→ WHAT TO PRODUCE
Return, from the listing below, every line that includes "dark".

ENTRIES SUPPLIED Start Marker

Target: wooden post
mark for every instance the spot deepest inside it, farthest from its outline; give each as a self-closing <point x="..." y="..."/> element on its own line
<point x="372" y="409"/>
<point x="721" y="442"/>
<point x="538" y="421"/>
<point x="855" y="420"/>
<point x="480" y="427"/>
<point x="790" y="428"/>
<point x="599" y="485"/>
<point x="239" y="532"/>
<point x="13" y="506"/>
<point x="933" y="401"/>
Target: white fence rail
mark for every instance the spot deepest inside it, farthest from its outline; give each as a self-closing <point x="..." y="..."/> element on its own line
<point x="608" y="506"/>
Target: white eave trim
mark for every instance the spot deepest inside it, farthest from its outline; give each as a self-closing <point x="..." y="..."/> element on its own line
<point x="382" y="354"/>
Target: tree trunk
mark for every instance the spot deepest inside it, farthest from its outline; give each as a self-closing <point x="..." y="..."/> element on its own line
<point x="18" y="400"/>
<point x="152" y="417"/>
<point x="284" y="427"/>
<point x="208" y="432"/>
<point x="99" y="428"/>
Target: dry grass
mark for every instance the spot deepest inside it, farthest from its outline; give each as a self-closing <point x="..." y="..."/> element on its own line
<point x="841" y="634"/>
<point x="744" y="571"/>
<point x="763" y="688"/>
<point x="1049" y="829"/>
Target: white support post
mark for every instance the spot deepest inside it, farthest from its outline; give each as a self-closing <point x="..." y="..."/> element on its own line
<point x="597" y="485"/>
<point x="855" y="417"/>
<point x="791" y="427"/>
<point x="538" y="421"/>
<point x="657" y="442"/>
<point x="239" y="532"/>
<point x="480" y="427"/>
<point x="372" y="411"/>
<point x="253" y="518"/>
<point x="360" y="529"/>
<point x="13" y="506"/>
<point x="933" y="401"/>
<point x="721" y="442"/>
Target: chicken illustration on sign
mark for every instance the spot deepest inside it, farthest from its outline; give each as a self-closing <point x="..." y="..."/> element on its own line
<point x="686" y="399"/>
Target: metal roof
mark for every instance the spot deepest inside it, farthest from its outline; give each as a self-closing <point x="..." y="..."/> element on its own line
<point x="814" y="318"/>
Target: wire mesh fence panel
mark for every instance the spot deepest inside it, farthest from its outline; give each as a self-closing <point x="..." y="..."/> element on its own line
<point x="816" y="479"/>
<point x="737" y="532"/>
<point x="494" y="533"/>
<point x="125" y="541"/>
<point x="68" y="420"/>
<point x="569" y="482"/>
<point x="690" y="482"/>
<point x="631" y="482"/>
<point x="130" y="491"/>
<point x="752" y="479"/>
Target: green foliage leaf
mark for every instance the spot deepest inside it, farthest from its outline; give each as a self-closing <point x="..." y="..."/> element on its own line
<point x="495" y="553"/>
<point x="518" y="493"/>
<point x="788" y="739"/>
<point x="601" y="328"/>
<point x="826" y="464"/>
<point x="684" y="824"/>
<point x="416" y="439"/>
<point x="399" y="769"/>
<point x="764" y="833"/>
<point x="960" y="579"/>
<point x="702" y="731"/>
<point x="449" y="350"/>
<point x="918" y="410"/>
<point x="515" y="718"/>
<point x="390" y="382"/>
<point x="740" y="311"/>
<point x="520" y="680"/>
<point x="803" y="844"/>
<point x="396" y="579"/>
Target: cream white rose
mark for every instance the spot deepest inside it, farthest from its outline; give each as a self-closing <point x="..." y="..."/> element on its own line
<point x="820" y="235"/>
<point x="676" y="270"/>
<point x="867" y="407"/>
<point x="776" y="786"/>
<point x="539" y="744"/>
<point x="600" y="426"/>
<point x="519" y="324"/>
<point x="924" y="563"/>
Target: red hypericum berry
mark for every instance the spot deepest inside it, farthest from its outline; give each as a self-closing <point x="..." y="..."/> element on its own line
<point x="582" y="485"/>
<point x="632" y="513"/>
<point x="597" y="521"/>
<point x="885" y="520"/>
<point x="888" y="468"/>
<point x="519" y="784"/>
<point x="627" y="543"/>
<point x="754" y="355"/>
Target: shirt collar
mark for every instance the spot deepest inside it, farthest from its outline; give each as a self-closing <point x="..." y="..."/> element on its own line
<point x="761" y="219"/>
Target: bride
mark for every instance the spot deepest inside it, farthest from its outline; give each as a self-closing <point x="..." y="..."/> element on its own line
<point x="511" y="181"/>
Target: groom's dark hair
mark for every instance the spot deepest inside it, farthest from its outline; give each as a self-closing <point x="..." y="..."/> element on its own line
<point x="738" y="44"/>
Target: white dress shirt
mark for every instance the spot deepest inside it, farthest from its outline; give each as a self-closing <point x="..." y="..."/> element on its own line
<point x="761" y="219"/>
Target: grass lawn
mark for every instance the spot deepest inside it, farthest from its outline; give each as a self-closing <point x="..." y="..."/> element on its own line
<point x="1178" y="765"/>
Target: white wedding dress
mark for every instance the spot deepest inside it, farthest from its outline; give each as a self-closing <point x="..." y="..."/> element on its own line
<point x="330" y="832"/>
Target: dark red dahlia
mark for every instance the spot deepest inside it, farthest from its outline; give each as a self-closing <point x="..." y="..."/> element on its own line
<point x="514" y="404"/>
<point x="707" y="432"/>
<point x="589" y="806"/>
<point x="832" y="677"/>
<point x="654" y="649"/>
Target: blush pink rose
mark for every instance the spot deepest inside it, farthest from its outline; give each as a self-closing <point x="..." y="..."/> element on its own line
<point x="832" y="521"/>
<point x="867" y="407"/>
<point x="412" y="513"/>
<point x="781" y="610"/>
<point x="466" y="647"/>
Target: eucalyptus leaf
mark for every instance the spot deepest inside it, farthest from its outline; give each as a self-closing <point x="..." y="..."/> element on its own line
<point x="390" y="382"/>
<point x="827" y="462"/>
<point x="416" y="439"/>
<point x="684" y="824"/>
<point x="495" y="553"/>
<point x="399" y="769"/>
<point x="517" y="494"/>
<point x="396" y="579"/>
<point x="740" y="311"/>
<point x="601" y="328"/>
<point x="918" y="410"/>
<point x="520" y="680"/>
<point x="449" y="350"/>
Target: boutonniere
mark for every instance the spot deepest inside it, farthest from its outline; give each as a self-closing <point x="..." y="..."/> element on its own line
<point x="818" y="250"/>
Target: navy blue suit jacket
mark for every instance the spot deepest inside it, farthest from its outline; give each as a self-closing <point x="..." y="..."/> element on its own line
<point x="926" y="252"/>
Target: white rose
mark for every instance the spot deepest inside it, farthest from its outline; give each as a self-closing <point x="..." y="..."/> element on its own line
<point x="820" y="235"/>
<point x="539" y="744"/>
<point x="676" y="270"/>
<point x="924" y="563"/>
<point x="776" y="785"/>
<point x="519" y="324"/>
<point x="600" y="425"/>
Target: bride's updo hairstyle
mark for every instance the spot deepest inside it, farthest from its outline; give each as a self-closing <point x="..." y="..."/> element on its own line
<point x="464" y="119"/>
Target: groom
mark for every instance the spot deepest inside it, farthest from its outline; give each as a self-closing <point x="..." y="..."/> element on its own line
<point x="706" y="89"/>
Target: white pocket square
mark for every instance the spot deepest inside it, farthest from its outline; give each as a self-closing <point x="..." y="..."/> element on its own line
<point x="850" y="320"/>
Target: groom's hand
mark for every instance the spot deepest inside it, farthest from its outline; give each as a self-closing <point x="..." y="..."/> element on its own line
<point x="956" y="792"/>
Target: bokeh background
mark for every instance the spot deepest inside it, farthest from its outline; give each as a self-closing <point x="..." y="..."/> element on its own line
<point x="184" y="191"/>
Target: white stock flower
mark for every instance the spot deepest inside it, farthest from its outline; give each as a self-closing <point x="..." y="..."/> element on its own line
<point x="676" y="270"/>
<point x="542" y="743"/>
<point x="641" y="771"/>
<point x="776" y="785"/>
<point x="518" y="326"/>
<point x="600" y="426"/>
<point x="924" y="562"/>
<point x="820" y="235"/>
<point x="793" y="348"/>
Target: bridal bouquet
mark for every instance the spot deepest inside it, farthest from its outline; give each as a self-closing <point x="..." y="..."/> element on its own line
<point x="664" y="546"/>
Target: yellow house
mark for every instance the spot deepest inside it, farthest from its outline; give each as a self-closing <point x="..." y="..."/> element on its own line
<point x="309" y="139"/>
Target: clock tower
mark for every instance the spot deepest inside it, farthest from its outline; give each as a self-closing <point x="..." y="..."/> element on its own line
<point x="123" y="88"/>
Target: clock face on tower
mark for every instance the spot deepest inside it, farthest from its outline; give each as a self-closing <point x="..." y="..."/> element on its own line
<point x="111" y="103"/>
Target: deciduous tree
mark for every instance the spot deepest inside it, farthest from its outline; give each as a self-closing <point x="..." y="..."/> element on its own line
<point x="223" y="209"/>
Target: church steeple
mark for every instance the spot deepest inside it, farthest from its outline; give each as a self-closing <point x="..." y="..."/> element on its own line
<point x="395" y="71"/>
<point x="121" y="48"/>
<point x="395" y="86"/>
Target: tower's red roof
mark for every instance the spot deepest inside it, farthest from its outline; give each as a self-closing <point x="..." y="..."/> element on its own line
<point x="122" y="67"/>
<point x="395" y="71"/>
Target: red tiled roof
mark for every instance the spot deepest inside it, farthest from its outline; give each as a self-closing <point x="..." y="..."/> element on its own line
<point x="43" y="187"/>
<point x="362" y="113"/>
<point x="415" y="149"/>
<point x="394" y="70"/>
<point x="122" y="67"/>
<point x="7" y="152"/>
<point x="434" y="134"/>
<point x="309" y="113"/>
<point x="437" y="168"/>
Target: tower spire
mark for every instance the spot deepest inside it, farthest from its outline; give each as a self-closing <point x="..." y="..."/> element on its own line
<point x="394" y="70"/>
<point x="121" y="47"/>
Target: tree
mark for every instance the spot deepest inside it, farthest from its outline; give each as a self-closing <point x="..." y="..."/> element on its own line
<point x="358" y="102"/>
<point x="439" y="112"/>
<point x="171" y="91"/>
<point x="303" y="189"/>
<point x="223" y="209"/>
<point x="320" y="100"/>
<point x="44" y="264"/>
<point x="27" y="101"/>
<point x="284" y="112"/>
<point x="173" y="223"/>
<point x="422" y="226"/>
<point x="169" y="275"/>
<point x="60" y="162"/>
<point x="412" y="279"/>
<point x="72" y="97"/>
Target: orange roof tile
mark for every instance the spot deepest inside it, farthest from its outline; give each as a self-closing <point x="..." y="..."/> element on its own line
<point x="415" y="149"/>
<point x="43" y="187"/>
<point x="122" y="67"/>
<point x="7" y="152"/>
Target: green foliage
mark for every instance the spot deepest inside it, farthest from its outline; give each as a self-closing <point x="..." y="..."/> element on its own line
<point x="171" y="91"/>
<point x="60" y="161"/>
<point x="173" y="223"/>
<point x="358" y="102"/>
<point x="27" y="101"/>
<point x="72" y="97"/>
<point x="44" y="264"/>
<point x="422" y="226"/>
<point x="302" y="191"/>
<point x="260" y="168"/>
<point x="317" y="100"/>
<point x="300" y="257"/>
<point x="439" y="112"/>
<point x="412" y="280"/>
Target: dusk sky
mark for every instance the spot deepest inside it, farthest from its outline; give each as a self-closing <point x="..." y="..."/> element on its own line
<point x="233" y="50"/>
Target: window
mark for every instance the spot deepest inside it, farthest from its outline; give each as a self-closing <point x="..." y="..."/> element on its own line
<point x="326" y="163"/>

ENTRIES SUPPLIED End Marker

→ TASK ANSWER
Target: groom's dark hair
Target: dark red dahlia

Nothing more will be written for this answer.